* Begin Quoted text *

Container Service for Kubernetes (ACK) provides the auto scaling component (cluster-autoscaler) to automatically scale nodes. Regular instances, GPU-accelerated instances, and preemptible instances can be automatically added to or removed from an ACK cluster to meet your business requirements. This component supports multiple scaling modes, various instance types, and instances that are deployed across zones. This component is applicable to diverse scenarios.

How auto scaling works

The auto scaling model of Kubernetes is different from the traditional scaling model that is based on the resource usage threshold. Developers must understand the differences between the two scaling models before they migrate workloads from traditional data centers or other orchestration systems to Kubernetes. For example, developers migrate workloads from Swarm clusters to ACK clusters.

The traditional scaling model is based on resource usage. For example, if a cluster contains three nodes and the CPU utilization or memory usage of the nodes exceeds the scaling threshold, new nodes are automatically added to the cluster. However, you must consider the following issues when you use the traditional scaling model:

In a cluster, hot nodes may have high resource usage and other nodes may have low resource usage. If an average resource usage is specified as the threshold, auto scaling may be delayed. If the lowest node resource usage is used to set the scaling threshold, the newly added nodes may not be used. This may cause a waste of resources.

* End Quoted text *
* Begin Provided data *

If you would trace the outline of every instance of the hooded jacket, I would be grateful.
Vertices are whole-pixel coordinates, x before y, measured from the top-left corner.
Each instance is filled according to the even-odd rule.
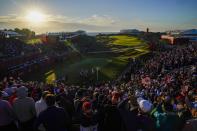
[[[17,89],[17,98],[13,103],[14,112],[20,122],[27,122],[36,116],[35,102],[27,97],[28,89],[24,86]]]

* End Provided data *

## Challenges
1. Summarize the text on ACK auto scaling in two sentences.
2. Print the passage from the text on ACK auto scaling, starting with "The traditional scaling model is" and going on through "waste of resources.".
3. Carry on the text on ACK auto scaling from the point where it stops.

## Expected results
1. ACK provides the cluster-autoscaler component, which automatically adds or removes regular, GPU-accelerated, and preemptible instances and supports multiple scaling modes, various instance types, and instances deployed across zones. Its scaling model differs from the traditional one based on resource usage thresholds, which can delay scaling when an average threshold is used or leave new nodes unused and waste resources when the lowest node usage sets the threshold.

2.
The traditional scaling model is based on resource usage. For example, if a cluster contains three nodes and the CPU utilization or memory usage of the nodes exceeds the scaling threshold, new nodes are automatically added to the cluster. However, you must consider the following issues when you use the traditional scaling model:

In a cluster, hot nodes may have high resource usage and other nodes may have low resource usage. If an average resource usage is specified as the threshold, auto scaling may be delayed. If the lowest node resource usage is used to set the scaling threshold, the newly added nodes may not be used. This may cause a waste of resources.

3.
In Kubernetes, a pod is used as the smallest unit that runs an application on each node of a cluster. When auto scaling is triggered for a cluster or a node in the cluster, pods with high resource usage are not replicated and the resource limits of these pods are not changed. As a result, the loads cannot be balanced to newly added nodes.

If scale-in activities are triggered based on resource usage, pods that request large amounts of resources but have low resource usage may be evicted. If the number of these pods is large within a Kubernetes cluster, resources may be exhausted and some pods may fail to be scheduled.

How does the auto scaling model of Kubernetes fix these issues? Kubernetes provides a two-layer scaling model that decouples pod scheduling from resource scaling.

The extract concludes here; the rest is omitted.